■ What the task requires: Could you render the material from the line containing "verge shown above." through the end of the material as a two-column CSV headed input and output? Each row should put one stretch of wording in input and the coordinates that follow it in output, with every field quoted and line breaks replaced by spaces.

■ Given records:
········

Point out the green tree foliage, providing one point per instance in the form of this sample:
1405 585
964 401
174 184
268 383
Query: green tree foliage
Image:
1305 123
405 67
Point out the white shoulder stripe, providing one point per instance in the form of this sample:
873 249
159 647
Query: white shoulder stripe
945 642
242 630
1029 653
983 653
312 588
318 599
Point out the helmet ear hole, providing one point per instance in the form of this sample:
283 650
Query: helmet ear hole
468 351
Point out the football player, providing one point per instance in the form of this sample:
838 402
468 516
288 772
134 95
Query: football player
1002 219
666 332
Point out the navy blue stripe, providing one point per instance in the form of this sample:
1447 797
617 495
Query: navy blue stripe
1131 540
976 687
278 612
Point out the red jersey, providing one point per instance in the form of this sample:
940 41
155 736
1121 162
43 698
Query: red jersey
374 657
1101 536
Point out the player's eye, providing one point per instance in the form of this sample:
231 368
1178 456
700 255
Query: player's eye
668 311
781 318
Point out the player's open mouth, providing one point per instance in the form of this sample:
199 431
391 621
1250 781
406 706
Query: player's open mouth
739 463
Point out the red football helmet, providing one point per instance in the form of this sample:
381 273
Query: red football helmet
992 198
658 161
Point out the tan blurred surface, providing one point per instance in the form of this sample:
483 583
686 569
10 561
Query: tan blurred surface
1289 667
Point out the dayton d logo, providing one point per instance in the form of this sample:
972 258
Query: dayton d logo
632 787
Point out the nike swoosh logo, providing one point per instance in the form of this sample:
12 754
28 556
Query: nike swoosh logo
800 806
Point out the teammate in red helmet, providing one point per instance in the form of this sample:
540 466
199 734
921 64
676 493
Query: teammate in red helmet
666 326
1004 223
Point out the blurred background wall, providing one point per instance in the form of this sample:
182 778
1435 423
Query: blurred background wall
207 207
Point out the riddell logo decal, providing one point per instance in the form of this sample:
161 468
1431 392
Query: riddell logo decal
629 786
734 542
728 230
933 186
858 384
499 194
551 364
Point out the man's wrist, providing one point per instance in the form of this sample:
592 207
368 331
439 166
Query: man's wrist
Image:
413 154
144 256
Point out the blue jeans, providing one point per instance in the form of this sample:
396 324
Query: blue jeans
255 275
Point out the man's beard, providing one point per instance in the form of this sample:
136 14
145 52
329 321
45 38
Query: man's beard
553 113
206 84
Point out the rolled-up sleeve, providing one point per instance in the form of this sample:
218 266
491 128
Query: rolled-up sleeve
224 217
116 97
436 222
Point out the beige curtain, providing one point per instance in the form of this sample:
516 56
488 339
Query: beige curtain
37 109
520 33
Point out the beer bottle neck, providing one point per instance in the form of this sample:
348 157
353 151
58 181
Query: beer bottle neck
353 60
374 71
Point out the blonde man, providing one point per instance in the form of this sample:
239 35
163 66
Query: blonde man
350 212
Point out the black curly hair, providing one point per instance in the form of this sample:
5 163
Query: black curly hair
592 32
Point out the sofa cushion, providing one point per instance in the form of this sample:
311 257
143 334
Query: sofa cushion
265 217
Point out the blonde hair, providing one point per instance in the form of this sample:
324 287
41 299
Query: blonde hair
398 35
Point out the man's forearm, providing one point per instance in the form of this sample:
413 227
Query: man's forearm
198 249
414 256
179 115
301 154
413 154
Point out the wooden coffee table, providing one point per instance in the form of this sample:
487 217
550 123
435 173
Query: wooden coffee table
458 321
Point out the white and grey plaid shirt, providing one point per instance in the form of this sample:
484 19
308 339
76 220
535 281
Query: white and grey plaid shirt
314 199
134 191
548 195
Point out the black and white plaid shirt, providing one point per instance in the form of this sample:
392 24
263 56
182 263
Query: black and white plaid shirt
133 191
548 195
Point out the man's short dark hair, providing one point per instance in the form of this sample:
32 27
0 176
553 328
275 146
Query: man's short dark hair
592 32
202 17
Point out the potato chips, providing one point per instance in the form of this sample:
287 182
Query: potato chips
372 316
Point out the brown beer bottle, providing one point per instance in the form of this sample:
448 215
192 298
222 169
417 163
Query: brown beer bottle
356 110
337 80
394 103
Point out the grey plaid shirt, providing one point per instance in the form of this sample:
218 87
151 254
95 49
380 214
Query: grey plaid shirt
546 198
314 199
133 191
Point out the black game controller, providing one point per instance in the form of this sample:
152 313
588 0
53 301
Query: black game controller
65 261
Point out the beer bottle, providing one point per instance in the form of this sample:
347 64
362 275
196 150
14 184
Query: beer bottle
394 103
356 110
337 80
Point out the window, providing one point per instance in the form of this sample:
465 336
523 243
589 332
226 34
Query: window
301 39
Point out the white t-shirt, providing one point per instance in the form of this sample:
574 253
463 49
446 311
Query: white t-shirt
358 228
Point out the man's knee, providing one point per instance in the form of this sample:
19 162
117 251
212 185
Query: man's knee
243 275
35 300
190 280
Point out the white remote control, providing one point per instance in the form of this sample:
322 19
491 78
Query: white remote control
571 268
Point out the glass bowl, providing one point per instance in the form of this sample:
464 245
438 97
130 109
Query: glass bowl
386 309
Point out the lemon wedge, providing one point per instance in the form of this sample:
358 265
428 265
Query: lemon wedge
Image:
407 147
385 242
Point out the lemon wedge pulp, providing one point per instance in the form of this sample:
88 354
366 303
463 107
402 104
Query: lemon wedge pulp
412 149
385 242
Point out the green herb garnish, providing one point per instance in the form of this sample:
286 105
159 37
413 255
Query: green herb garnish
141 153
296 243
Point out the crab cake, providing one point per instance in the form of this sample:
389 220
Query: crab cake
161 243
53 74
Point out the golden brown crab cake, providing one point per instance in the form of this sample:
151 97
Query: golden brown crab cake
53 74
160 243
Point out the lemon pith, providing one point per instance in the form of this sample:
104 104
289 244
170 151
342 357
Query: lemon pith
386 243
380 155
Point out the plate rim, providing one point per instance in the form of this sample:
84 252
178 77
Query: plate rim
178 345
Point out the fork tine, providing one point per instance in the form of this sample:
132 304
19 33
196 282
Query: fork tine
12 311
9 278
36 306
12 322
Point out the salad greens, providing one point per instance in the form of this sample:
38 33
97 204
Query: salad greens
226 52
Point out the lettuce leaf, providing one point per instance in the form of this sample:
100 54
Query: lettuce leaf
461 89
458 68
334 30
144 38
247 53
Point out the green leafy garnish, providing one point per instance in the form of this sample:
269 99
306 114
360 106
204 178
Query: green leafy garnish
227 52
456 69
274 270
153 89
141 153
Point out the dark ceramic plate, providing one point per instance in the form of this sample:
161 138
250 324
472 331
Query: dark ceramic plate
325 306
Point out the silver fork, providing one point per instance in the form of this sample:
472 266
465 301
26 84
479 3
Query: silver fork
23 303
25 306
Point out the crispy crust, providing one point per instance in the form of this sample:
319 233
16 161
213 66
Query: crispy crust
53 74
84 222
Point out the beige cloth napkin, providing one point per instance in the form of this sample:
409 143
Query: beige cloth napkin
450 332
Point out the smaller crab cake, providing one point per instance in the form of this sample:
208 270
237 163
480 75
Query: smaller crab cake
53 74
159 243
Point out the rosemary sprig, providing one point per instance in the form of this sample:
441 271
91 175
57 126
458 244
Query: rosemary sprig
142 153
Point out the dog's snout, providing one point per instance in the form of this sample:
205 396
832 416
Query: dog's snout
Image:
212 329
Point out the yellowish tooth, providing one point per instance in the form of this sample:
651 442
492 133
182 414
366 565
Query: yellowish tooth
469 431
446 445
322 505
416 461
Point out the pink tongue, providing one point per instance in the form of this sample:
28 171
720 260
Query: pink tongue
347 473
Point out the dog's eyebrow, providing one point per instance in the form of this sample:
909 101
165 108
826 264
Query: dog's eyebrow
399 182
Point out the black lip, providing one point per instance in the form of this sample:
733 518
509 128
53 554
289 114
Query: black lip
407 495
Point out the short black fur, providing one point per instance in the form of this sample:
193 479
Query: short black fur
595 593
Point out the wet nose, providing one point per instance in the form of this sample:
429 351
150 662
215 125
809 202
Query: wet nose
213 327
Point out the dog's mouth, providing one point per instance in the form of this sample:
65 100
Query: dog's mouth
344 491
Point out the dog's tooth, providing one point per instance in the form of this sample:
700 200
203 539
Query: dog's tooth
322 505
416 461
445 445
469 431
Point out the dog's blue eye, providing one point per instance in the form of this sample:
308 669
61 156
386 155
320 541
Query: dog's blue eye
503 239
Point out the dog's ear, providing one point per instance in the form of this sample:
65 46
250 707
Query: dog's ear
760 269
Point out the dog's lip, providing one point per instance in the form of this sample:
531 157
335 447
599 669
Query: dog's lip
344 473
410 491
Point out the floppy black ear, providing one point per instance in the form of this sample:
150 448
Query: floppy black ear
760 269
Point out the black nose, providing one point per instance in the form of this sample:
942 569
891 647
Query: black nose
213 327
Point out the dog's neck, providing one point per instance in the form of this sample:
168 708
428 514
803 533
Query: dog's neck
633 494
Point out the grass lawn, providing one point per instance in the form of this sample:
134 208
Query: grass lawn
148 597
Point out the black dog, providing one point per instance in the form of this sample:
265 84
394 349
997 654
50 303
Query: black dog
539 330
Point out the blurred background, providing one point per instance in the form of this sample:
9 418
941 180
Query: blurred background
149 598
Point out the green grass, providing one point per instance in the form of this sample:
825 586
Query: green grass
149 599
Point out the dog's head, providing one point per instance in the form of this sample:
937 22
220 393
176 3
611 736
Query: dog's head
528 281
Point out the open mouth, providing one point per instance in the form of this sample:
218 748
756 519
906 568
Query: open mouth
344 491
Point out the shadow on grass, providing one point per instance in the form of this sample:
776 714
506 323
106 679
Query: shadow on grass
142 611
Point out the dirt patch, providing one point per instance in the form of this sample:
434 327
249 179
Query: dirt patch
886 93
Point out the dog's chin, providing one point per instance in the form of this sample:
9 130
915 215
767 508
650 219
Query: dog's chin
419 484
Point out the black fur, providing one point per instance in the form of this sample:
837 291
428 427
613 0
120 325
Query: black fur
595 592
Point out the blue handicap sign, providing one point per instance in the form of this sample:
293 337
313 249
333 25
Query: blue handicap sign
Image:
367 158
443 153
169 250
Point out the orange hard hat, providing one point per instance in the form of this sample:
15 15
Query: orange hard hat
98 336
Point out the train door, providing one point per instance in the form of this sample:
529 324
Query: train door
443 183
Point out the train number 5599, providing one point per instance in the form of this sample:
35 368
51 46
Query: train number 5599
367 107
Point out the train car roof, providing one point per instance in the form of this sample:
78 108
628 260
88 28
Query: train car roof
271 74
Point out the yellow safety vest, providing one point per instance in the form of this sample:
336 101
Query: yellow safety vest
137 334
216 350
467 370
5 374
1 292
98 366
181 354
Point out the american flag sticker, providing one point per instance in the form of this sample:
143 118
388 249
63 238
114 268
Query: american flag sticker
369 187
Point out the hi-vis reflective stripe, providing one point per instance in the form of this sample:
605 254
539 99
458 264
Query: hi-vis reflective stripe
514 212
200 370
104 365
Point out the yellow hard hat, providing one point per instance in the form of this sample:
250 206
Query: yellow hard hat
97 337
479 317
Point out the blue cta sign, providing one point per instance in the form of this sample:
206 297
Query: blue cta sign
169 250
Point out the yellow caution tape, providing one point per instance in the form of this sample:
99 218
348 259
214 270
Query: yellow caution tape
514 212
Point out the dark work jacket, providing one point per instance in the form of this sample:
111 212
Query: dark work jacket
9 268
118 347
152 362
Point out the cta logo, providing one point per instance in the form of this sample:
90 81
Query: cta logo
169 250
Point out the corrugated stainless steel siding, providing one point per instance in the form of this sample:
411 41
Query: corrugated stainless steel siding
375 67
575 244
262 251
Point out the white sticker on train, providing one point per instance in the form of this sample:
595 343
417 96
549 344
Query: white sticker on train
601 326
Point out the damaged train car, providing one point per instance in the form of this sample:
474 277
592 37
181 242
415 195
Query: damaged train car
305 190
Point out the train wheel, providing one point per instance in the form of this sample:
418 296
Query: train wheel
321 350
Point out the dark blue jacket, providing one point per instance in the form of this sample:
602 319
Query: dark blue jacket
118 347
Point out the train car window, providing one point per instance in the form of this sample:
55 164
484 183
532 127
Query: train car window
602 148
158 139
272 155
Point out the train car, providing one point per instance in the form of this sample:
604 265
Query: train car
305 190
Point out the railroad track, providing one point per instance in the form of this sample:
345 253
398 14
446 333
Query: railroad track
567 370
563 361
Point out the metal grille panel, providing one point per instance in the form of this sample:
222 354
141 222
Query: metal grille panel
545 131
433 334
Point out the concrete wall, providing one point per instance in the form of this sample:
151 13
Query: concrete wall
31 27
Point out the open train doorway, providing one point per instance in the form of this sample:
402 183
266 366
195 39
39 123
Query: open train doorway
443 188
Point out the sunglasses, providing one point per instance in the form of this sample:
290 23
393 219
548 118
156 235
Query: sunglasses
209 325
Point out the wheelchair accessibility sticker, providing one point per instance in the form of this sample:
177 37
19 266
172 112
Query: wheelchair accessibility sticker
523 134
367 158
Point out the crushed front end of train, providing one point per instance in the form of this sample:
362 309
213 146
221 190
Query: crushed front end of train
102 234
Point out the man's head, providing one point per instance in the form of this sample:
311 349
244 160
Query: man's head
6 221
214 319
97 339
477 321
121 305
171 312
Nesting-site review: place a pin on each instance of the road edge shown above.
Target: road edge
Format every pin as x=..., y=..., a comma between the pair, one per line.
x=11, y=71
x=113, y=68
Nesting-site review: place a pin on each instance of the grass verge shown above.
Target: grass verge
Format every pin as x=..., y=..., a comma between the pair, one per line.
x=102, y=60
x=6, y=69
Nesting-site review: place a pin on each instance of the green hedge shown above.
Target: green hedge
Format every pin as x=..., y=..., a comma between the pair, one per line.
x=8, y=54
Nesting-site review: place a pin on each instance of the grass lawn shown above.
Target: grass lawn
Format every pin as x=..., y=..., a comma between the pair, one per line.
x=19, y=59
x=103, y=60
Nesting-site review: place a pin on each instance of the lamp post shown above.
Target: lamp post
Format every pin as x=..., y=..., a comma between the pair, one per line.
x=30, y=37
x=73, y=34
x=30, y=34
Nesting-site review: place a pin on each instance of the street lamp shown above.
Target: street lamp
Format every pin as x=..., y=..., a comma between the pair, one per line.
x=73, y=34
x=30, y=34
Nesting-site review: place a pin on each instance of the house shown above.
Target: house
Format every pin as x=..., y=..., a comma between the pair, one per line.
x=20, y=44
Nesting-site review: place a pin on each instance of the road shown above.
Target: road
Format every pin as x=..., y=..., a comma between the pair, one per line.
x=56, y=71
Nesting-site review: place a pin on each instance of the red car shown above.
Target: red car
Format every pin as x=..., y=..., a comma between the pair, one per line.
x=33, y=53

········

■ Answer to the problem:
input,output
"Nesting-site review: place a pin on each instance of the grass verge shown above. Target: grass verge Format every pin as x=..., y=..., a comma between the pair, one per line.","x=102, y=60 x=6, y=69"
"Nesting-site review: place a pin on each instance of the green hedge shown above. Target: green hedge Format every pin as x=..., y=..., a comma between the pair, one per line.","x=8, y=54"
"Nesting-site review: place a pin on each instance of the grass lawn shown above. Target: grass lawn Format every pin as x=..., y=..., a comma between the pair, one per line.","x=19, y=59 x=103, y=60"
"Nesting-site review: place a pin on each instance of the lamp post shown above. Target: lamp post Format every pin as x=..., y=..., a comma between the pair, one per line.","x=30, y=37 x=73, y=34 x=30, y=34"
"Nesting-site review: place a pin on each instance of the street lamp shown above. Target: street lamp Format every pin as x=..., y=..., a comma between the pair, one per line.","x=73, y=34 x=30, y=34"
"Nesting-site review: place a pin on each instance of the house shown above. Target: house Format every pin as x=..., y=..., a comma between the pair, one per line.","x=20, y=44"
"Nesting-site review: place a pin on each instance of the road shown above. Target: road Format every pin as x=..., y=..., a comma between the pair, one per line.","x=56, y=71"
"Nesting-site review: place a pin on each instance of the red car shown above. Target: red car Format every pin as x=..., y=..., a comma between the pair, one per line.","x=33, y=53"